[Dataset entries]
·····

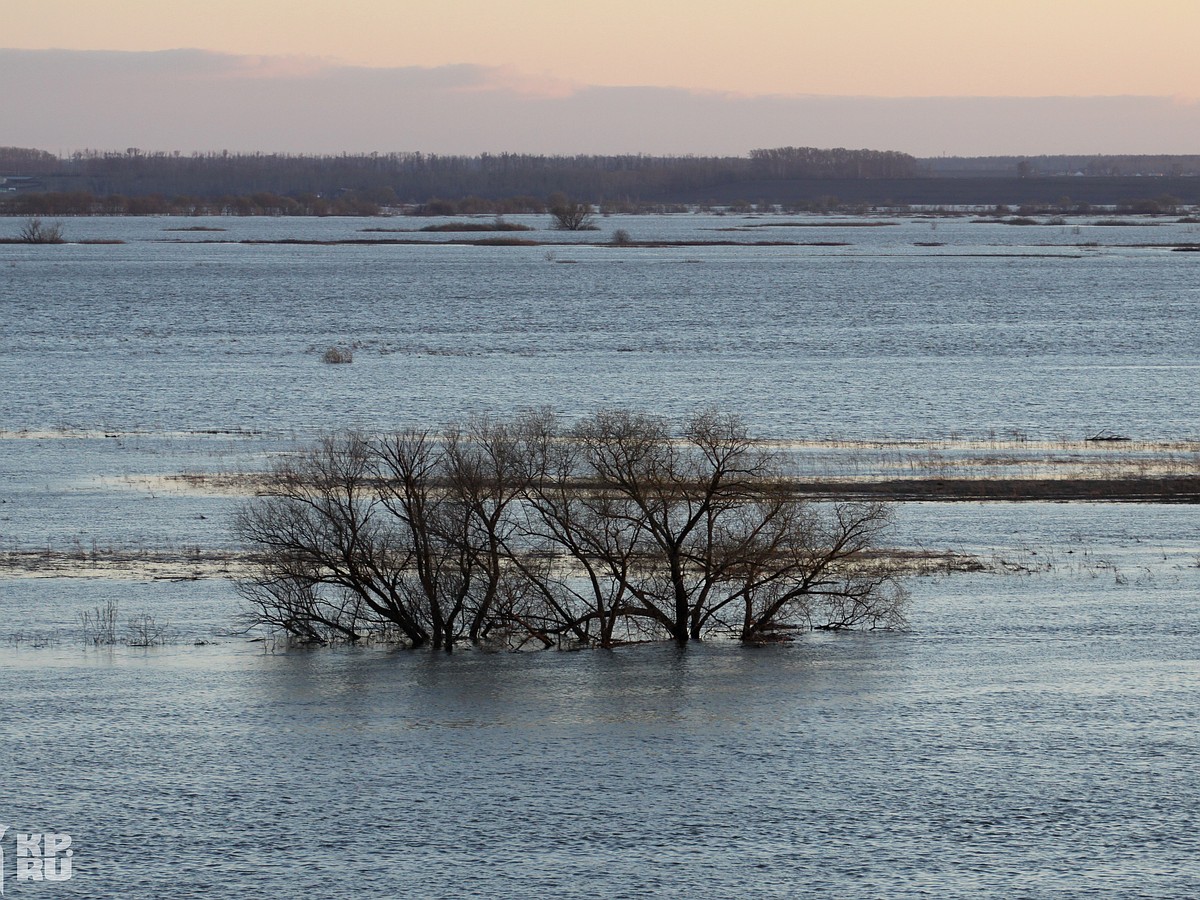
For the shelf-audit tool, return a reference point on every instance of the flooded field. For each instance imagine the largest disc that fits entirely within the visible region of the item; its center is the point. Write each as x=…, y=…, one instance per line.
x=1030, y=735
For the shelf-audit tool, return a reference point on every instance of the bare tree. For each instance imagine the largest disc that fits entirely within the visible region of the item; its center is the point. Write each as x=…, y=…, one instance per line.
x=35, y=231
x=571, y=215
x=522, y=531
x=328, y=552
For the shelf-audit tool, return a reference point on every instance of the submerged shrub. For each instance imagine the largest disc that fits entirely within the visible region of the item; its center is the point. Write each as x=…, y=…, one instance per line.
x=525, y=532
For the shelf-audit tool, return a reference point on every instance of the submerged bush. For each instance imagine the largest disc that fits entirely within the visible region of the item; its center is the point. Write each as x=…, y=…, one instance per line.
x=526, y=532
x=34, y=231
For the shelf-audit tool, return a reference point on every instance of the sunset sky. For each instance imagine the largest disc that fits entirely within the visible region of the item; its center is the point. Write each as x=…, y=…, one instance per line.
x=653, y=73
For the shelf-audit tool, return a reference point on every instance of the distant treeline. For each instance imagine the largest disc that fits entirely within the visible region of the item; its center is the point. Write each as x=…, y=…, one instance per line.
x=795, y=179
x=391, y=179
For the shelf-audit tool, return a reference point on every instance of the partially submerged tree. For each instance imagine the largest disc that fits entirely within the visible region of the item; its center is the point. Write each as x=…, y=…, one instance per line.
x=571, y=215
x=35, y=231
x=621, y=528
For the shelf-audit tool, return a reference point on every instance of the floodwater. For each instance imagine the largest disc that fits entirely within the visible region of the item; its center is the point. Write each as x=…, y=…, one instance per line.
x=1032, y=735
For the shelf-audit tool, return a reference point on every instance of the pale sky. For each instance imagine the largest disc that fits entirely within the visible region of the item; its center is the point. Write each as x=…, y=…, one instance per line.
x=837, y=47
x=610, y=76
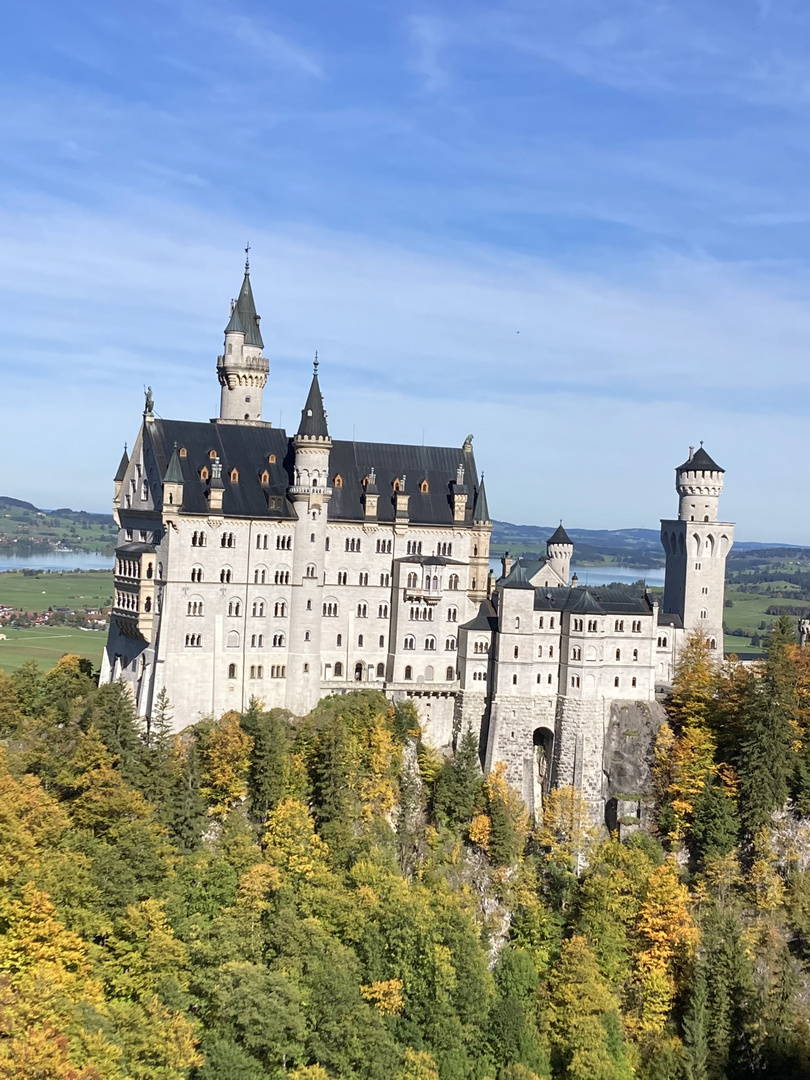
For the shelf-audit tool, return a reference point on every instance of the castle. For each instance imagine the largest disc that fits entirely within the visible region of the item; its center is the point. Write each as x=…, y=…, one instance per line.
x=256, y=564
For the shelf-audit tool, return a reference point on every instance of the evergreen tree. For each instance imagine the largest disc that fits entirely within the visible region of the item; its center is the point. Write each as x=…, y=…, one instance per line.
x=459, y=785
x=714, y=829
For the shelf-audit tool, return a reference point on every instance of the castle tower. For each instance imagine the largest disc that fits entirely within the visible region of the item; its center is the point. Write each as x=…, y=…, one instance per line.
x=559, y=550
x=310, y=495
x=242, y=369
x=697, y=545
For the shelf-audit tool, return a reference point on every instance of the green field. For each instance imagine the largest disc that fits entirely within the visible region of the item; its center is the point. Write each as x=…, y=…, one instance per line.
x=78, y=590
x=48, y=644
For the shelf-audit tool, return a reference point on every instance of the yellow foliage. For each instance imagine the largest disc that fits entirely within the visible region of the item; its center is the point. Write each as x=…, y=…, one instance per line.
x=226, y=763
x=480, y=828
x=309, y=1072
x=567, y=827
x=386, y=996
x=255, y=885
x=666, y=928
x=291, y=841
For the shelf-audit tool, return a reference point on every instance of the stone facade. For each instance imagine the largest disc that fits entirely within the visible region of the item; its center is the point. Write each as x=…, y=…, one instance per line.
x=252, y=564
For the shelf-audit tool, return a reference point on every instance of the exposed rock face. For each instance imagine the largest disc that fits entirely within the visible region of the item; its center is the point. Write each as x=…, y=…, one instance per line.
x=629, y=756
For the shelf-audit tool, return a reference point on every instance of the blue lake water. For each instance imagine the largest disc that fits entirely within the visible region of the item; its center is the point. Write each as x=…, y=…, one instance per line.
x=57, y=561
x=602, y=576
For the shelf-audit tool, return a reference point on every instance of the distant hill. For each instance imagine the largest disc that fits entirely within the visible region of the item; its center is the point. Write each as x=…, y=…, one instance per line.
x=25, y=527
x=595, y=547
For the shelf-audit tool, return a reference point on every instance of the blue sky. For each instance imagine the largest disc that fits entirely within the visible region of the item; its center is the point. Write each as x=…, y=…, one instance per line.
x=578, y=230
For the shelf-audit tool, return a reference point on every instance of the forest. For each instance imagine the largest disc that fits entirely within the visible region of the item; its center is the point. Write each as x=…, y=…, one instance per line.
x=266, y=896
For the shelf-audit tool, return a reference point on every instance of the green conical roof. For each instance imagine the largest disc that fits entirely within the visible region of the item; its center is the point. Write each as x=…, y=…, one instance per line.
x=243, y=318
x=174, y=471
x=123, y=466
x=481, y=510
x=313, y=417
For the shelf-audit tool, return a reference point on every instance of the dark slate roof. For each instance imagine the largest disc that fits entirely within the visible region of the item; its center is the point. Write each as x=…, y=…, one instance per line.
x=700, y=460
x=609, y=599
x=586, y=604
x=313, y=417
x=247, y=447
x=481, y=510
x=437, y=464
x=123, y=466
x=670, y=619
x=486, y=619
x=517, y=578
x=174, y=473
x=243, y=318
x=135, y=549
x=559, y=536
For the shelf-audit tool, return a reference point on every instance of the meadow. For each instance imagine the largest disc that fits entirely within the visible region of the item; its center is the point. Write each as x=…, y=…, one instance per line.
x=77, y=590
x=48, y=644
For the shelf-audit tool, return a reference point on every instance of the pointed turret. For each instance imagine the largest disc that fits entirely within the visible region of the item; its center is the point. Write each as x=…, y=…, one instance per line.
x=173, y=484
x=481, y=510
x=242, y=370
x=313, y=416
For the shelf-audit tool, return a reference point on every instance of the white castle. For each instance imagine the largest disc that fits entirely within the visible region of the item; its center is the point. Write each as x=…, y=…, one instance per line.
x=252, y=564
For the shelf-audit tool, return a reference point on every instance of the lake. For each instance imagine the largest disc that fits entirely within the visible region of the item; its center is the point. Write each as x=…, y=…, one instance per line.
x=57, y=561
x=603, y=575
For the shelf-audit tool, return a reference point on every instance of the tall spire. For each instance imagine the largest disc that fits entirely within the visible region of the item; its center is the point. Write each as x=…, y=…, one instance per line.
x=481, y=510
x=243, y=318
x=313, y=416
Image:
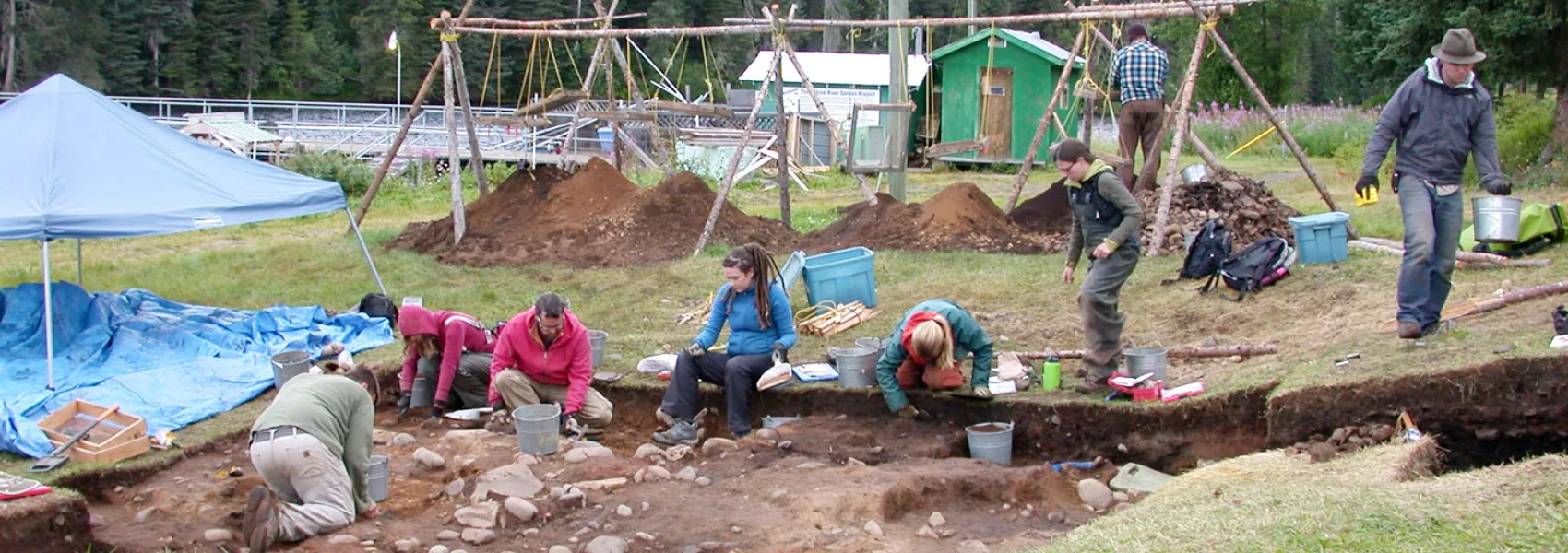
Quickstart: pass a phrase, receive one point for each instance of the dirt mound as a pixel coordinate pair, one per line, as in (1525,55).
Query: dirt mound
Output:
(1045,214)
(961,218)
(591,218)
(1243,206)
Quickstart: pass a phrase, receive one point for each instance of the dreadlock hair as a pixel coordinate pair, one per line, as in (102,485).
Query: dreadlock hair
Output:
(764,271)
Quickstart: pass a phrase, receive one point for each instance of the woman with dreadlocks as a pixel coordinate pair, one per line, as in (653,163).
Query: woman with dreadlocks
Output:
(761,333)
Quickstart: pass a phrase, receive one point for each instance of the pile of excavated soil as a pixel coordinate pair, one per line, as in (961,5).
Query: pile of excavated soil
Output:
(591,218)
(961,218)
(1243,206)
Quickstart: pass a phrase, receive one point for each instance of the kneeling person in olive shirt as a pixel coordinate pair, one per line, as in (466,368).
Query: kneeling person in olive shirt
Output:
(313,448)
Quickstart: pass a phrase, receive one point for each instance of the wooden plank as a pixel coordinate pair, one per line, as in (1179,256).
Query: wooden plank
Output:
(529,121)
(551,102)
(706,110)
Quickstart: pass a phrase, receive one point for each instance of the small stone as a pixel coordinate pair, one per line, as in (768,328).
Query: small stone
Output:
(428,459)
(1095,494)
(521,508)
(479,536)
(217,536)
(606,544)
(719,445)
(647,452)
(974,546)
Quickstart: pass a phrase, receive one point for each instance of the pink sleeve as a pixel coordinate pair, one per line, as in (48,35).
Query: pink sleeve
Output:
(579,375)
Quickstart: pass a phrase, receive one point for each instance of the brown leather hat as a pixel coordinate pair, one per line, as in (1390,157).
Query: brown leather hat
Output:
(1458,46)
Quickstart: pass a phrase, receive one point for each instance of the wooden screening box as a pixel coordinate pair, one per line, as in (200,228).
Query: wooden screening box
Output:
(116,438)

·····

Your objective
Exactly and exclusively, repeat the lines from the line that contains "as in (768,328)." through the end of the records, both ends included.

Solved problem
Quickstart: pass a phrase, receive one point for each instance of the small stone as a pixel coordinate pair, one per line, as in (768,328).
Query: small stone
Output:
(428,459)
(1095,494)
(521,508)
(479,536)
(217,536)
(606,544)
(719,445)
(647,452)
(974,546)
Quickstart: pass a phrase, receive one point for each instance of the pink sleeve as a pixel coordinate pair, one per line, as in (48,35).
Query: pink sleeve
Output:
(579,375)
Quickstart: pass a phrase, receive one point for each instance of the brown leather hat as a pixel coordinate pair, one per line, as in (1390,157).
Query: brown leather hat
Output:
(1458,46)
Quickstart: pass a phrase, receive one point for each instance of the wooden screening box as a pixel coordinate pair, one per line, as in (200,228).
Query: wooden screening box
Output:
(116,438)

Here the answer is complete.